* [WORK INSTRUCTION A] List every option the car-lease article gives for getting out of a lease early.
* [WORK INSTRUCTION B] Translate this sentence from the car-lease article into Spanish: "In normal times, exiting a car lease early is really tough."
* [WORK INSTRUCTION C] Pick up the article on ending a car lease early where it stops, and write what comes next.

AARP Hearing Center
The Problem
In the fall of 2019, Jan Dunham, 66, a dental office manager, and her husband, Duwayne, 68, a filmmaker, splurged on a three-year lease of a fully loaded electric Audi e-tron, an SUV with room for their massive Labrador retriever in the back. Then COVID-19 hit. Jan was laid off for months, Duwayne's work dried up, and their $1,229 monthly payment (more than double the average for U.S. leases) became a burden. Returning the car and ending payments, they feared, would ding their credit score. “Can we get out of our obligation?” they wrote.
The Advice
In normal times, exiting a car lease early is really tough. “The contracts are airtight, pro-leaser, and things can be very expensive,” says Jack Gillis, executive director of the nonprofit Consumer Federation of America. To get out, you generally have four options:
- Pay back the entire amount due on the lease and turn in the car, leaving you with no car and a lot less money
- Return the car without paying off the lease, defaulting on your commitment and hurting your credit
- Find someone to assume your lease
- Sell the car yourself — buying it from the dealer and either profiting from the sale or losing money on the deal.

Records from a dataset
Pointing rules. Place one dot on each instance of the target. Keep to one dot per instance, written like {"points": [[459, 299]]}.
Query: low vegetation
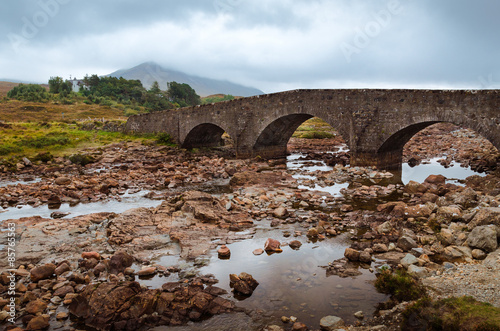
{"points": [[457, 314], [43, 140], [216, 98], [399, 284], [315, 128]]}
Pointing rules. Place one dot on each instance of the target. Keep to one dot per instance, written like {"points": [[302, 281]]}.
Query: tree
{"points": [[58, 85], [29, 92], [183, 94], [155, 88]]}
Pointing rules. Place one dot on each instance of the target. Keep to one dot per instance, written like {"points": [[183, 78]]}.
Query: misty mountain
{"points": [[149, 72]]}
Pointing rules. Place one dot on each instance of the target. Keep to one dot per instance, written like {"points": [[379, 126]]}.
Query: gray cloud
{"points": [[271, 45]]}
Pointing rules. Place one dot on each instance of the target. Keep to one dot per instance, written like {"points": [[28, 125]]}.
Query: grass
{"points": [[315, 128], [400, 285], [456, 314], [57, 138]]}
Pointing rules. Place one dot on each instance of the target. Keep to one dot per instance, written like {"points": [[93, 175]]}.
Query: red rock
{"points": [[258, 251], [272, 245], [89, 255], [224, 252], [298, 326], [62, 181], [42, 272], [38, 323], [62, 269], [352, 254], [62, 291], [148, 271], [36, 307], [435, 179]]}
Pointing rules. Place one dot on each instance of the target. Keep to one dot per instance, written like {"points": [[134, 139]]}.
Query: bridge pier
{"points": [[391, 160], [265, 152]]}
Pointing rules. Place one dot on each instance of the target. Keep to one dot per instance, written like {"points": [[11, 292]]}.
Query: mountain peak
{"points": [[149, 72]]}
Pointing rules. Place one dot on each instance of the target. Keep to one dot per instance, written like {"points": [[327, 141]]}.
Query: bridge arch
{"points": [[375, 123], [204, 135], [273, 138], [391, 151]]}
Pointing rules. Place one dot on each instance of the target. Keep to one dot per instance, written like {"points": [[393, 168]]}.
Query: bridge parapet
{"points": [[375, 123]]}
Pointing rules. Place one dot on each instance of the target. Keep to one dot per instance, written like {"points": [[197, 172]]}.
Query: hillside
{"points": [[149, 72], [6, 87]]}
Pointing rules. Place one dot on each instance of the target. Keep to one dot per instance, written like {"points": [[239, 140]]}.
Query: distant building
{"points": [[77, 83]]}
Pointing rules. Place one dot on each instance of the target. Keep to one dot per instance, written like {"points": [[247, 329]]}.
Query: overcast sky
{"points": [[273, 45]]}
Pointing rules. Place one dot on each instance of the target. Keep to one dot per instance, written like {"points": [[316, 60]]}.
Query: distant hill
{"points": [[7, 85], [149, 72]]}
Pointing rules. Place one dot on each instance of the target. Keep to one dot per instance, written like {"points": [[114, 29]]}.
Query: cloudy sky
{"points": [[273, 45]]}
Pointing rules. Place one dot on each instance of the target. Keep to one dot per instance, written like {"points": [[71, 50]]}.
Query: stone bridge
{"points": [[375, 123]]}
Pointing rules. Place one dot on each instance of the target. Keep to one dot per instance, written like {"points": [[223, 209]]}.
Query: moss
{"points": [[464, 313], [81, 159], [400, 285]]}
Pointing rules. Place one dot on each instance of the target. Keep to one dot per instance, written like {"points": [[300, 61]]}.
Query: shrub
{"points": [[463, 313], [80, 159], [44, 157], [317, 135], [6, 149], [29, 92], [41, 142], [400, 285]]}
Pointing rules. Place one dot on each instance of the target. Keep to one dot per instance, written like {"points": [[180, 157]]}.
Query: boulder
{"points": [[40, 322], [299, 326], [406, 243], [435, 179], [312, 233], [478, 254], [36, 307], [272, 245], [295, 244], [408, 260], [483, 237], [62, 181], [352, 254], [330, 323], [418, 271], [258, 251], [385, 227], [446, 214], [42, 272], [486, 216], [365, 257], [243, 284], [119, 261], [380, 248], [223, 252], [414, 187], [280, 212]]}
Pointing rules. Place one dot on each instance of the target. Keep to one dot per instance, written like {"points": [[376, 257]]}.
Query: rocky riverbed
{"points": [[154, 267]]}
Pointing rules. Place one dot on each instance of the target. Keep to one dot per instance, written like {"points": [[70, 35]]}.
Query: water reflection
{"points": [[127, 201], [420, 172]]}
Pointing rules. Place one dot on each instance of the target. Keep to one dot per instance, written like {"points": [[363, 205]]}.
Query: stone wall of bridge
{"points": [[375, 123]]}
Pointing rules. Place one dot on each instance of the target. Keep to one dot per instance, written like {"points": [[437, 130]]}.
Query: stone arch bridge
{"points": [[375, 123]]}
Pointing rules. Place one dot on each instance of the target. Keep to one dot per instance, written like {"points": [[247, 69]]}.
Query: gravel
{"points": [[480, 280]]}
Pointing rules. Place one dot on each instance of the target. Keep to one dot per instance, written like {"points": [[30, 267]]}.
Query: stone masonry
{"points": [[375, 123]]}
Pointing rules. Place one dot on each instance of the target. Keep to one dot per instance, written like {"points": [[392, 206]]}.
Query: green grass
{"points": [[455, 314], [315, 128], [59, 139], [400, 285]]}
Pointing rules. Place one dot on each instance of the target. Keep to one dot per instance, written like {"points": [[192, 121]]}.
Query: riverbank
{"points": [[155, 266]]}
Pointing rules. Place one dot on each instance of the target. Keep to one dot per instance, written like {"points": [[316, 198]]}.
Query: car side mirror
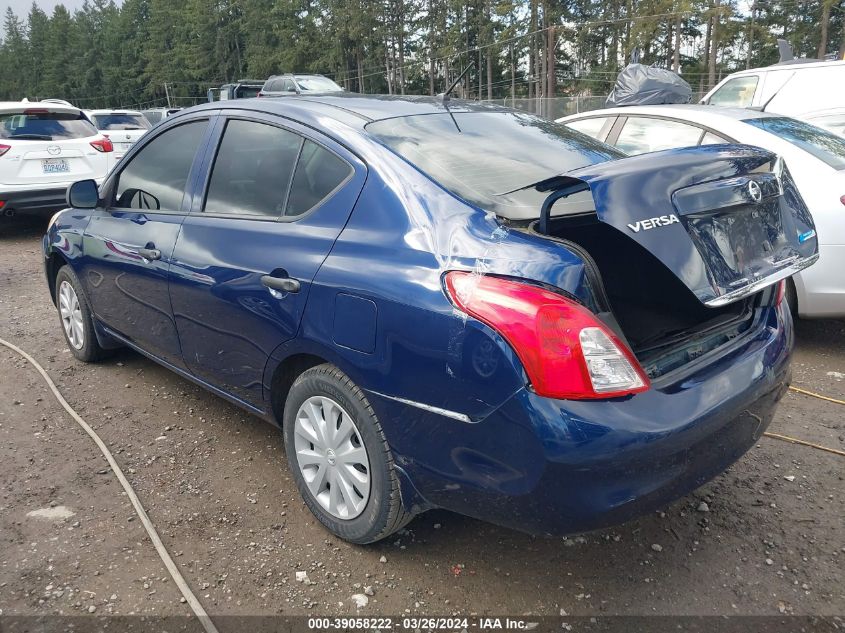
{"points": [[83, 194]]}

* [ANSWER A]
- Pay back the entire amount due on the lease and turn in the car, leaving you with no car and a lot less money
- Return the car without paying off the lease, defaulting on your commitment and hurting your credit
- Find someone to assume your lease
- Sell the car yourself, buying it from the dealer and either profiting from the sale or losing money on the deal

* [ANSWER B] En tiempos normales, salir anticipadamente de un contrato de arrendamiento de un auto es realmente difícil.

* [ANSWER C]
But these are not normal times. Auto prices soared this spring, giving the Dunhams and me hope that high demand for used cars could lessen the financial sting. Here are the steps I suggested for them — and recommend for anyone else trying to leave a lease.
1. Start with the leasing company. See how much you'll be charged to return your car right now. That figure is usually about the total of your remaining payments, though given current used-car prices, it might be lower. The leasing company, putting the e-tron's buy-back price at around $63,000, said the Dunhams could return the car by paying $19,512 — about $1,300 less than the sum of their 17 remaining payments. They passed.